Text provided:
--------------------

Admittedly, there have already been a few billion words wasted on the subject of conference realignment, but I’ll throw in a few comments about the subject as well…
There is some discussion about a merger of sorts between Conference USA and the Mountain West. This would create a confederation of (at least) 22 teams, which sounds ridiculous. It would not be unprecedented, however.
The Southern Conference formed in 1921, with 14 original members. Those schools: Alabama, Auburn, Clemson, Georgia, Georgia Tech, Kentucky, Maryland, Mississippi State, North Carolina, North Carolina State, Tennessee, Virginia, Virginia Tech, and Washington & Lee. Six schools joined shortly thereafter: LSU, Florida, Mississippi, South Carolina, Tulane, and Vanderbilt. By 1931, Duke, Sewanee, and VMI had become members.
That’s right. One major conference, 23 member schools. It was an unwieldy amalgamation, and destined for a breakup. It wouldn’t be the last time a league split into pieces because it got too big.
Tangent: It really wasn’t the first time, either. The SoCon itself was a product of a split, as those 14 original schools were breaking away from the Southern Intercollegiate Athletic Association, which by 1921 had 30 members.
In December of 1932, 13 of the SoCon schools left to form the Southeastern Conference: Alabama, Auburn, Florida, Georgia, Kentucky, LSU, Mississippi, Mississippi State, Tennessee, Vanderbilt, Georgia Tech, Sewanee, and Tulane. The final three schools listed would eventually leave the SEC, with Sewanee departing in 1940 after eight years in the league; the Tigers had played 37 conference football games and lost all 37 of them.
Now the SEC has 12 schools (with Arkansas and South Carolina added in the early 1990s) and is poised to add a 13th, Texas A&M. Conference commissioner Mike Slive has stated that the league can stay at 13 members for the time being, and why not — it was a 13-school league for the first eight years of its history.
There has been a lot of talk about BCS “superconferences” with 16 schools. It wasn’t that long ago that there was a Division I league with 16 members — the Western Athletic Conference (WAC), which expanded from 10 to 16 schools in 1996. This proved to be a mistake, as several of the “old guard” WAC schools did not like the new setup. After three years, the 16-school league was a memory, as eight members left to form the Mountain West.
Eleven of the schools that were in the sixteen-member WAC are now in either the Mountain West or C-USA. I wonder what they think about possibly becoming part of a 22-school association…
Another one of the “WAC 16”, TCU, was set to become the Big East’s 17th member next year (10 for football, all for hoops). Now that league will be losing at least two of its schools, Pittsburgh and Syracuse.

--------------------

Excerpts from location labeling data:

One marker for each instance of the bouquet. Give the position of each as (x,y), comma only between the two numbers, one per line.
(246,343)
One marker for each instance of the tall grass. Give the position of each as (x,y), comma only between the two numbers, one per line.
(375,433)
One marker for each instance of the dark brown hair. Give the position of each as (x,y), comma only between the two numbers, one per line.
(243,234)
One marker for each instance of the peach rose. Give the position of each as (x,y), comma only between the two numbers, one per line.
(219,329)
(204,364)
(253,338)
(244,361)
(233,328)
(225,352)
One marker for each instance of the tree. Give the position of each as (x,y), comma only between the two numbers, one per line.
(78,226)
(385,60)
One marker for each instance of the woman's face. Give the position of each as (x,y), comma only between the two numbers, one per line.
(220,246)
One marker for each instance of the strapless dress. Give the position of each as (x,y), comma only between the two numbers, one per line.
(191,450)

--------------------

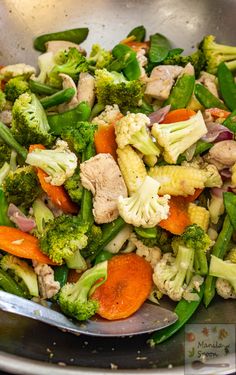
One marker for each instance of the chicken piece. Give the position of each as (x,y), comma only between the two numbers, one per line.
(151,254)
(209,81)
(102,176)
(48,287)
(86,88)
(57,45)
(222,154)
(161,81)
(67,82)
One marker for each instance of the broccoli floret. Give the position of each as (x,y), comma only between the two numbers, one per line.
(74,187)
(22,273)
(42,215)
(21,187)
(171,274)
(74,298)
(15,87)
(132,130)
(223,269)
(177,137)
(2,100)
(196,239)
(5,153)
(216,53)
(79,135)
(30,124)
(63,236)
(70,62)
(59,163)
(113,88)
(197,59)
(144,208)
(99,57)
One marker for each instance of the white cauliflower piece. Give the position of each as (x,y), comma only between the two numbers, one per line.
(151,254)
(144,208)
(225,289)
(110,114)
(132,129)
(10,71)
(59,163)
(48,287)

--------------------

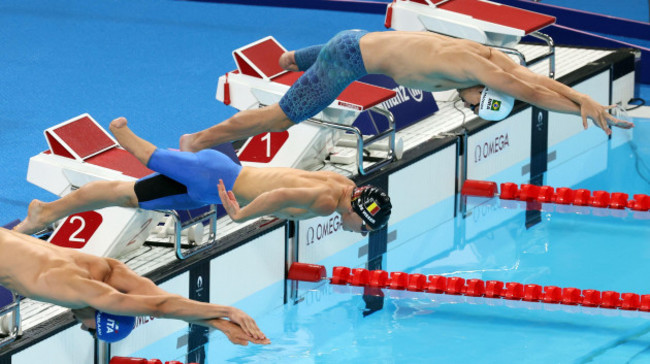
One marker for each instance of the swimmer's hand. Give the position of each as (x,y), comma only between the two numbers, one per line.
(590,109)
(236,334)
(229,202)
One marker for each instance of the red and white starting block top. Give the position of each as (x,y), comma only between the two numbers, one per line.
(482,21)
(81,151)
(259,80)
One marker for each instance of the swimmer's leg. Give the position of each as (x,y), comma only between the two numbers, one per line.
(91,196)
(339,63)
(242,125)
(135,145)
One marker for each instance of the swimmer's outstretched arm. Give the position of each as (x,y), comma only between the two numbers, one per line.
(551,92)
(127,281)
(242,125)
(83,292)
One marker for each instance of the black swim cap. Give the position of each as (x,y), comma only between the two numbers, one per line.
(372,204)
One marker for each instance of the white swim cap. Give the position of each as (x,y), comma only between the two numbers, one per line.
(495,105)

--------------------

Given request 1: Report every line of the listing that contains the string "white", copying each such line in full. Matching is case-sensitive.
Given request 2: Continue the piece on college conference realignment, starting after its last sentence.

Final result 1:
One marker for each instance of the white cauliflower piece. Give the position of each as (x,y), comma only between the two numbers, one per line.
One marker for each instance of the red and white starting block top. Give the position of each as (x,y), comma only between the two numbers, one per line.
One marker for each instance of the white swim cap. Give the position of each as (x,y), comma only between the two numbers, one per line.

Final result 2:
There are a lot of reasons why the Big East is in trouble, but trying to satisfy the agendas of so many different institutions is surely one of them. That’s one reason I was surprised when Brett McMurphy of CBSSports.com reported that the Big East had considered adding Navy and possibly Air Force to its roster (as football-only members) prior to the sudden departures of Pitt and Syracuse.
— If a school isn’t sure which conference it should join, maybe it can join two at once, like Iowa, which was a member of both the Big 10 and the Big 8 from 1907 to 1911.
— If your conference ceases to exist, like the Southwest Conference, that might be sad. It could be worse, though. Phillips University, which was a member of the SWC for one year (1920), closed up shop in 1998, two years after the league in which it was once briefly a member met its demise.
— It’s sometimes instructive (and occasionally amusing) to look back at what schools were once members of various leagues. I’ve already mentioned original SEC member Sewanee. The Big 10 once included the University of Chicago (and that school is still a member of the conference’s academic consortium, the Committee on Institutional Cooperation).
Southwestern University was a charter member of the SWC. Washington University (MO) was an original member of the Big 8, which also featured for a time Drake and Grinnell College. The league now known as the Pac-12 once had both Idaho and Montana as members.
— Then there are schools like West Virginia, a BCS school (for the moment, anyway) that until 1968 was a member of the Southern Conference. Virginia Tech was a SoCon stalwart for four decades, leaving in 1965.
Rutgers has gone from being one of the “middle three” with Lafayette and Lehigh, and a historic rivalry with Princeton, to big-time athletics in the Big East; now it is searching for a way to ensure it continues to hold its place in that sphere as its conference appears on the verge of collapse. Another Big East school, South Florida, did not hold its first classes until 1960 and did not field a football team until 1997 (history records that the Bulls’ first loss on the gridiron came at the hands of The Citadel, at Johnson Hagood Stadium).
The University of Arizona started playing football in 1899, before Arizona was even a state. Arizona (the school) and Arizona State were members of the Border Conference, which included Hardin-Simmons and West Texas A&M, and then left that league to join the WAC (long before the 16-member WAC) before becoming members of the renamed Pac-10.
The history of conference realignment is that leagues have been transient by nature, as the fortunes on and off the field of the various schools have ebbed and flowed. In 1899 no one would have dreamed that the state of Arizona would have a population boom thanks (in part) to air conditioning, so that by the end of the century that state’s universities would be much larger than anyone would have anticipated one hundred years before. There are a lot of stories like the Arizona schools and South Florida, and a few on the other side as well (like poor Phillips).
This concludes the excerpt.